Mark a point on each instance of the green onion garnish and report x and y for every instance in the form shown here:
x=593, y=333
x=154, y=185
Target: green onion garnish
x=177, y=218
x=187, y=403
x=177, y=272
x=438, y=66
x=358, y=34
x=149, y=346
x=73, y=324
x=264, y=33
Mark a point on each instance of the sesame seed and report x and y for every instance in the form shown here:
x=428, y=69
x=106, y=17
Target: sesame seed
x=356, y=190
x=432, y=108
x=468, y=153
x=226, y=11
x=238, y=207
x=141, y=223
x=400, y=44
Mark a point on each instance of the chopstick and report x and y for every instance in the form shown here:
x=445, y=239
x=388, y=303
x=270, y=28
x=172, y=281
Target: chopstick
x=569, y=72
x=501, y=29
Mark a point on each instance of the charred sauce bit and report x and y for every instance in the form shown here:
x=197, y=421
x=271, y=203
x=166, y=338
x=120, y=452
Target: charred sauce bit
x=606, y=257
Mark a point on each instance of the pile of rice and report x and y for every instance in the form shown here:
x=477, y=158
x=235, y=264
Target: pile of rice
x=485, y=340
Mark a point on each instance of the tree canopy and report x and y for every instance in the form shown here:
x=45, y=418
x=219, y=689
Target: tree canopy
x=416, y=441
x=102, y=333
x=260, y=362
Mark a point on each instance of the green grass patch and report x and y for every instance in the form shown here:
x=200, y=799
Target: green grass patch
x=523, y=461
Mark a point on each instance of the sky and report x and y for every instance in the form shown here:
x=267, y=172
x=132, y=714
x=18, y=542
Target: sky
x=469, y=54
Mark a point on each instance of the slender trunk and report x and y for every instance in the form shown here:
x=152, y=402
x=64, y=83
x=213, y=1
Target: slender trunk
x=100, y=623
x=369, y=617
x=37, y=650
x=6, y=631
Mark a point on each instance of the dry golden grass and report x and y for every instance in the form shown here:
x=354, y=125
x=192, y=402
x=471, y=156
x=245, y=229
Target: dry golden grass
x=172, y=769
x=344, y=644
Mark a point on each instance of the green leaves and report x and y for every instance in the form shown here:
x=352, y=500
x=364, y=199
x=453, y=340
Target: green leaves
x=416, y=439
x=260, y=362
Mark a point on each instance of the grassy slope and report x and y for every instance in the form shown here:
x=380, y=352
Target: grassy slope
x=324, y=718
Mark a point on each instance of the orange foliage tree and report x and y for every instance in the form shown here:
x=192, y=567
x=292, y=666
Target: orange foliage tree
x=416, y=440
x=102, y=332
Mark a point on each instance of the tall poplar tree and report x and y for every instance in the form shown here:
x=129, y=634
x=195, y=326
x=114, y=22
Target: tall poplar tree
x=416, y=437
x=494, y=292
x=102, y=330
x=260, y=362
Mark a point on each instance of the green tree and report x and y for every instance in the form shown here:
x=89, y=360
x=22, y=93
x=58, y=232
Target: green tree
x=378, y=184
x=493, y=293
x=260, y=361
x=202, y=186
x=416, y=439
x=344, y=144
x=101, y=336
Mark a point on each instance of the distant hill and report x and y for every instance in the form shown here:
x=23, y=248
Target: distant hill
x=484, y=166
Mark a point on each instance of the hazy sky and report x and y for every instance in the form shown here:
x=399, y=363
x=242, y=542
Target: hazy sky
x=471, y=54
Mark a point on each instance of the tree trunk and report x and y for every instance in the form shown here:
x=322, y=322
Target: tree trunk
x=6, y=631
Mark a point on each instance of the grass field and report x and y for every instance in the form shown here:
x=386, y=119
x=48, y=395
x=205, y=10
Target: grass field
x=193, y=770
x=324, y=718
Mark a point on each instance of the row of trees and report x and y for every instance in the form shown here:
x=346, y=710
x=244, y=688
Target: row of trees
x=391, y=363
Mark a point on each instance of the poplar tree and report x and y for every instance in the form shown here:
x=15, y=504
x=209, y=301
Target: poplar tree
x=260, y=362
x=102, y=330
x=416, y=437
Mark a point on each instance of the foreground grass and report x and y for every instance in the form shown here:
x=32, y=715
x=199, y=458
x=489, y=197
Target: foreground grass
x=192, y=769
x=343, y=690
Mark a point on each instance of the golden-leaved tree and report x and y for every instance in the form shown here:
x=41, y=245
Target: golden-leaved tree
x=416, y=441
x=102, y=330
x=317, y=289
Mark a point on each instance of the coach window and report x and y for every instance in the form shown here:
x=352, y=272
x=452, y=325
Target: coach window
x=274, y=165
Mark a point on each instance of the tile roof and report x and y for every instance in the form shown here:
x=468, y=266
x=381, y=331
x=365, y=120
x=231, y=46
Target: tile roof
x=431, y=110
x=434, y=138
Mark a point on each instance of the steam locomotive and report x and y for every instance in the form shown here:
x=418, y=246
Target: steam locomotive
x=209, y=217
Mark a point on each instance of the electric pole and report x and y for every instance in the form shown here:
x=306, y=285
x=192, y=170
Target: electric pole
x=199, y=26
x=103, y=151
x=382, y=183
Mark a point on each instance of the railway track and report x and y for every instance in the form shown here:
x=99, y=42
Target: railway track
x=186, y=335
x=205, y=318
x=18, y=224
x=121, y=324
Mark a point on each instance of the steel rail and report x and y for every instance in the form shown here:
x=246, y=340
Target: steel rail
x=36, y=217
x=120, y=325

========================

**What needs to be done**:
All entries are to be repeated exactly and completely.

**Solution to the exercise**:
Mark a point on each instance of the green onion garnish and report x and y for every instance in the form shown here:
x=593, y=333
x=154, y=185
Target: green onion garnish
x=177, y=218
x=187, y=403
x=177, y=272
x=438, y=66
x=358, y=34
x=149, y=346
x=73, y=324
x=264, y=33
Mark a point on each instance of the sesame seed and report x and y for every instance in the form shown here:
x=428, y=69
x=106, y=17
Target: sesame seed
x=356, y=190
x=432, y=108
x=468, y=153
x=226, y=11
x=238, y=207
x=141, y=223
x=400, y=44
Mark a point on each instance of the chopstick and report x and y for every instance in the form shown here:
x=445, y=239
x=388, y=303
x=270, y=28
x=172, y=281
Target: chopstick
x=569, y=72
x=501, y=29
Mark a point on each instance of the charred sauce bit and report x and y for every instance in the form shown here:
x=197, y=421
x=271, y=203
x=166, y=338
x=120, y=452
Target: charred sauce bit
x=606, y=257
Mark a point on each instance of the pile of rice and report x and y for every instance in the form shown here:
x=477, y=158
x=235, y=264
Target: pile of rice
x=485, y=340
Mark a point on each instance of the tree canopy and report x and y for every instance in the form shown here:
x=45, y=418
x=219, y=689
Target: tree canopy
x=416, y=441
x=102, y=333
x=260, y=362
Mark a point on each instance of the green grass patch and report x and y for every instance in the form shown here:
x=200, y=799
Target: green grass patch
x=523, y=461
Mark a point on each instance of the sky and report x and y for every instance in the form shown here:
x=267, y=172
x=132, y=714
x=18, y=542
Target: sky
x=469, y=54
Mark a point on each instance of the slender trunk and report x and y for every instance in the form shown here:
x=152, y=402
x=64, y=83
x=213, y=1
Target: slender trunk
x=100, y=623
x=369, y=617
x=37, y=650
x=6, y=631
Mark a point on each instance of the dry golden grass and report x and y for every instance in the form shown here:
x=354, y=125
x=192, y=402
x=471, y=156
x=245, y=229
Target: dry golden grass
x=172, y=769
x=344, y=644
Mark a point on each instance of the green leaves and report x and y for every instance in the form shown here:
x=352, y=500
x=364, y=199
x=453, y=340
Target: green leaves
x=416, y=439
x=260, y=362
Mark a point on each instance of the grassy slope and report x and y for every instance in the form shown here:
x=380, y=352
Target: grassy slope
x=324, y=718
Mark a point on each instance of the orange foliage tree and report x and y for every instance in the form shown here:
x=192, y=567
x=292, y=666
Target: orange foliage tree
x=416, y=440
x=102, y=332
Mark a point on each instance of the tall poplar tree and report x and y for every instance in the form shown here:
x=129, y=634
x=195, y=326
x=114, y=22
Target: tall poplar tree
x=416, y=437
x=494, y=292
x=102, y=330
x=260, y=362
Mark a point on each instance of the green tree and report x and y for every instance in the form shown here:
x=89, y=360
x=22, y=93
x=58, y=232
Target: green tree
x=378, y=184
x=493, y=293
x=260, y=361
x=202, y=186
x=416, y=439
x=344, y=144
x=101, y=336
Mark a point on each instance of the distant hill and report x and y for every instance in the form shown here:
x=23, y=248
Target: distant hill
x=484, y=166
Mark a point on each instance of the hazy sky and report x and y for every instance in the form shown here:
x=399, y=363
x=242, y=542
Target: hazy sky
x=471, y=54
Mark a point on each instance of the tree trunk and report x and y for every instance in the form shown here:
x=322, y=322
Target: tree trunk
x=6, y=631
Mark a point on each instance of the grass field and report x and y for every instance in the form shown here:
x=386, y=119
x=48, y=395
x=205, y=10
Target: grass field
x=193, y=770
x=324, y=718
Mark a point on each instance of the row of trees and report x and y for every instance in the form shown here:
x=346, y=710
x=244, y=688
Target: row of trees
x=391, y=363
Mark a point on each instance of the poplar tree and report x and y for every instance in the form shown here:
x=15, y=504
x=209, y=301
Target: poplar tree
x=260, y=362
x=102, y=330
x=416, y=437
Mark a point on each instance of the foreground grass and report x and y for every instance in the form shown here:
x=32, y=715
x=199, y=458
x=489, y=197
Target: foreground grass
x=192, y=769
x=343, y=690
Mark a point on each instance of the golden-leaved tree and report x and y for every instance in the form shown here:
x=41, y=245
Target: golden-leaved tree
x=416, y=441
x=102, y=330
x=317, y=289
Mark a point on each instance of the coach window and report x and y for every instance in the form shown here:
x=352, y=272
x=452, y=325
Target: coach window
x=274, y=165
Mark a point on each instance of the tile roof and report x and y for every instance in the form shown here:
x=468, y=266
x=381, y=331
x=365, y=120
x=231, y=46
Target: tile roof
x=431, y=110
x=434, y=138
Mark a point on each instance of the steam locomotive and report x and y for every instance in the form shown here:
x=418, y=246
Target: steam locomotive
x=209, y=217
Mark a point on each instance of the electric pole and report x and y for every instance in the form shown here:
x=306, y=285
x=192, y=170
Target: electric pole
x=199, y=26
x=103, y=151
x=382, y=183
Mark a point on each instance of the railway track and report x and y for every instance in the form shown here:
x=99, y=42
Target: railway track
x=186, y=335
x=205, y=318
x=18, y=224
x=121, y=324
Mark a point on each instance of the steel rail and report x and y for every instance in the form shown here:
x=246, y=340
Target: steel rail
x=36, y=217
x=120, y=325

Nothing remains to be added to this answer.